DOCUMENT SEGMENT =>
========================================

Thursday, November 1, 2012

Of Saints and Hurricanes

'Truly, matters in the world are in a bad state; but if you and I begin in earnest to reform ourselves, a really good beginning will have been made.'
St. Peter of Alcantara

Truth is so much stranger than fiction. It's amazing to me how life can sometimes throw events and ironies in our path that would seem contrived in a bestselling novel or blockbuster movie.

As Halloween has come and gone this year, it has eerily collided with real life horrors unfolding as we learn the full destruction of Hurricane Sandy. And today, as we who are Catholic celebrate the Feast of All Saints, the sobering toll of this larger-than-fiction storm reminds us that no matter who we are, our true calling is to help one another, especially in the face of overwhelming tragedy such as this.

I've heard amazing stories of people putting others' well being and lives well above their own. I've heard other stories too of lawlessness, callousness and greed, but I'm sure that there are many, many more instances that we'll never know of selflessness and love.

God knows, and even if we never hear these stories, the fact that they exist makes our world a better place.

========================================

THE DATA =>
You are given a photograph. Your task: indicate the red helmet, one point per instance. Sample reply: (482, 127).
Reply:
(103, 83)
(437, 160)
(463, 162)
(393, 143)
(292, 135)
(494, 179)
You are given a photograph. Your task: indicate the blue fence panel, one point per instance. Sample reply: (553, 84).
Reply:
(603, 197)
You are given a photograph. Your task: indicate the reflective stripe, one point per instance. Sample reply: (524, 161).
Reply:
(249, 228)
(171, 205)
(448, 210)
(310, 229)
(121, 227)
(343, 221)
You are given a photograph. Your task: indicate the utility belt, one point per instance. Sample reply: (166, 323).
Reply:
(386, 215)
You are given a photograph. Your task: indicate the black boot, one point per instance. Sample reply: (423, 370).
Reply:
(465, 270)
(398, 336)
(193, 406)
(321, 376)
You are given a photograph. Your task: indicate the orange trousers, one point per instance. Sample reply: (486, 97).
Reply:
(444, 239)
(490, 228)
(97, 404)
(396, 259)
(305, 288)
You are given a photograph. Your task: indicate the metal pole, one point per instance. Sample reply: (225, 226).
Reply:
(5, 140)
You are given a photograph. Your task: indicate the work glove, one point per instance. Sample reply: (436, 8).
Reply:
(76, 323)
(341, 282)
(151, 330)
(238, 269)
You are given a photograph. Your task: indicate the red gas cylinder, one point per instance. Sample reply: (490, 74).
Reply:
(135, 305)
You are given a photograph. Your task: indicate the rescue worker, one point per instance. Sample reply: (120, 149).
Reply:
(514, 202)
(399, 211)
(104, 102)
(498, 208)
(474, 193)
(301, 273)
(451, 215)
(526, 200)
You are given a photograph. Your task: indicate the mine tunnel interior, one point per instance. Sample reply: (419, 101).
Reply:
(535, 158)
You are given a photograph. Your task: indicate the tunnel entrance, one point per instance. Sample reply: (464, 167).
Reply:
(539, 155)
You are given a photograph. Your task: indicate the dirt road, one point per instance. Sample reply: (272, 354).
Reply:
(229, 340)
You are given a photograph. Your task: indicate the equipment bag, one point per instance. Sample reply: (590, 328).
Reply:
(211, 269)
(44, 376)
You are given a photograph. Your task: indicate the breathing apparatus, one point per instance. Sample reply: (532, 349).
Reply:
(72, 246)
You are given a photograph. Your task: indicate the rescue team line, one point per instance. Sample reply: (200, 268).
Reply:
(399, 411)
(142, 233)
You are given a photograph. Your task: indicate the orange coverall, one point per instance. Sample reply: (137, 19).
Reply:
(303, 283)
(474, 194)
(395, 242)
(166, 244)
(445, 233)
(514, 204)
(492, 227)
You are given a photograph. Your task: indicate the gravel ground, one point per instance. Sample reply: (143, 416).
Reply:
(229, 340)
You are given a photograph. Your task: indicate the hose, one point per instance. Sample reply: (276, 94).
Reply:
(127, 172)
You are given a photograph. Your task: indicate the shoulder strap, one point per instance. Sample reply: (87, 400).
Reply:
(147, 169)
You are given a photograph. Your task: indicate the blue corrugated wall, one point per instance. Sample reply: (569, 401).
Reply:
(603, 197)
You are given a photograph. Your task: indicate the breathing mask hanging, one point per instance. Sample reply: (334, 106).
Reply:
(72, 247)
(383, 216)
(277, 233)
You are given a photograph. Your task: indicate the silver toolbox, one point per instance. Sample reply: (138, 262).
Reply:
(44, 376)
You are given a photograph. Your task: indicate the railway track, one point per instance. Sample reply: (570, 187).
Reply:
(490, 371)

========================================

WHAT TO DO =>
[1] In the post on saints and hurricanes, can you restate the part that opens with the words containing "Of Saints and" and closes with "such as this.", swapping "Halloween" for "All Hallows' Eve"?
[2] In the post on saints and hurricanes, which feast does the writer say Catholics are celebrating that day?

RESPONSE LIST =>
[1]
Of Saints and Hurricanes

'Truly, matters in the world are in a bad state; but if you and I begin in earnest to reform ourselves, a really good beginning will have been made.'
St. Peter of Alcantara

Truth is so much stranger than fiction. It's amazing to me how life can sometimes throw events and ironies in our path that would seem contrived in a bestselling novel or blockbuster movie.

As All Hallows' Eve has come and gone this year, it has eerily collided with real life horrors unfolding as we learn the full destruction of Hurricane Sandy. And today, as we who are Catholic celebrate the Feast of All Saints, the sobering toll of this larger-than-fiction storm reminds us that no matter who we are, our true calling is to help one another, especially in the face of overwhelming tragedy such as this.

[2] The Feast of All Saints.